Collected data
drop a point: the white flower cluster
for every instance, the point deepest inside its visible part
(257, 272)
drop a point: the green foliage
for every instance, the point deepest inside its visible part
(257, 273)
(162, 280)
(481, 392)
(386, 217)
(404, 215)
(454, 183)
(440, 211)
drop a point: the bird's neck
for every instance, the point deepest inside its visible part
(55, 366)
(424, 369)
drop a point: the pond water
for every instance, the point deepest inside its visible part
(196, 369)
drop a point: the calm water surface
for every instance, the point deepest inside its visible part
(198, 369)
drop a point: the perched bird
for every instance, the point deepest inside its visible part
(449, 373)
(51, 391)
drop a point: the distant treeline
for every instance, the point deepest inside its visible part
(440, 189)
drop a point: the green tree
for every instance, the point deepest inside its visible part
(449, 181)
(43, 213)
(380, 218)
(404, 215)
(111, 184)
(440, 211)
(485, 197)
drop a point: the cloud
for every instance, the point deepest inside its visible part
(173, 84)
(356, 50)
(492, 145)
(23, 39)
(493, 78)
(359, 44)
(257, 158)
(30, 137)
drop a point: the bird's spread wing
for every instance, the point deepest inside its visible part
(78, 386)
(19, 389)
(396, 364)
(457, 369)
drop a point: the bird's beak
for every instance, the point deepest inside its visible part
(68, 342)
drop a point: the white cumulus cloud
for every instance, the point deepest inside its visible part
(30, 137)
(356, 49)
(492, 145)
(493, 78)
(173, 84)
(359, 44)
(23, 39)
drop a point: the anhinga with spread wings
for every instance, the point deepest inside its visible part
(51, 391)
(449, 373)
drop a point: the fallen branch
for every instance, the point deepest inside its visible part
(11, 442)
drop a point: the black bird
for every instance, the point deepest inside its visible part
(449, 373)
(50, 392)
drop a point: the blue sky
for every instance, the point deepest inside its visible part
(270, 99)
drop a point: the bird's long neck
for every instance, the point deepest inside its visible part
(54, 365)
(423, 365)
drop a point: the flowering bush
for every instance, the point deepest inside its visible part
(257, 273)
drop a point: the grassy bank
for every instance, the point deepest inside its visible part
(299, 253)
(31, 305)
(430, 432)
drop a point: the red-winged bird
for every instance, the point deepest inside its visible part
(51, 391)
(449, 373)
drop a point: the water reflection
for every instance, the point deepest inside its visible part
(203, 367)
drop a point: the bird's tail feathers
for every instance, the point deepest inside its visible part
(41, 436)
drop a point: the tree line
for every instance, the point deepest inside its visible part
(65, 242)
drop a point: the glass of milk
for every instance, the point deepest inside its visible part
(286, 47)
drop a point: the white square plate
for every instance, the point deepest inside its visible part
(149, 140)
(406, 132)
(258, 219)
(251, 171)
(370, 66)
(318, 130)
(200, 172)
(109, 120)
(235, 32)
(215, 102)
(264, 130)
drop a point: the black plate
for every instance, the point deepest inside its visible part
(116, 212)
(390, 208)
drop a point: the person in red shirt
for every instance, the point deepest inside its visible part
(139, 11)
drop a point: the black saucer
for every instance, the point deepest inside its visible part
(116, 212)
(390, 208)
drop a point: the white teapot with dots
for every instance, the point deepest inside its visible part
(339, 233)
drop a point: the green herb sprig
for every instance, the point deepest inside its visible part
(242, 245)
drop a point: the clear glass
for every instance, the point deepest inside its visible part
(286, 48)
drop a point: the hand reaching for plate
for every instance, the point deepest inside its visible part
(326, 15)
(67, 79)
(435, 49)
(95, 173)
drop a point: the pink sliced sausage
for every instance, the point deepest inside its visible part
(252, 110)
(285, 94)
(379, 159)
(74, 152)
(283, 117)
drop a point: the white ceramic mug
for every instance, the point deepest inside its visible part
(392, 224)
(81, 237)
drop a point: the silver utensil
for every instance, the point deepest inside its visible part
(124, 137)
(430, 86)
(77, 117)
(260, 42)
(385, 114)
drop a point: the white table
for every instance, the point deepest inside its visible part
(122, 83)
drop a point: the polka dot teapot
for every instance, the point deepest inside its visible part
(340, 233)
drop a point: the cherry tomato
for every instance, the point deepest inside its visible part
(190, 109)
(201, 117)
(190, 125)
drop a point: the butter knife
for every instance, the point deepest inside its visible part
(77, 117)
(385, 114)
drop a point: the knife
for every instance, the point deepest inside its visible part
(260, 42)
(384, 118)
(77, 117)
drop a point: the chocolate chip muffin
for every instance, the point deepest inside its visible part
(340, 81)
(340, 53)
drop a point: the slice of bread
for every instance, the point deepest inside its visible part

→ Work to do: Write out again every line in the stretch from the line containing "drop a point: the cherry tomato" through the end of the data, changing nothing but the point coordinates. Scale each coordinate by 0.9 and round it to a whole number, with halves rounded up.

→ Written reply:
drop a point: the cherry tomato
for every instance, the point deepest inside its visible part
(171, 98)
(181, 105)
(171, 113)
drop a point: the butter knife
for every instance, the point deepest inside its visible part
(69, 105)
(347, 103)
drop a point: the knife
for every instance, the point deepest inside its visible part
(234, 38)
(346, 106)
(69, 105)
drop a point: the chocolate chip muffin
for every instance, the point deepest inside its visible part
(306, 73)
(306, 48)
drop a point: the slice of bread
for every instance, the point deepest inside its visible part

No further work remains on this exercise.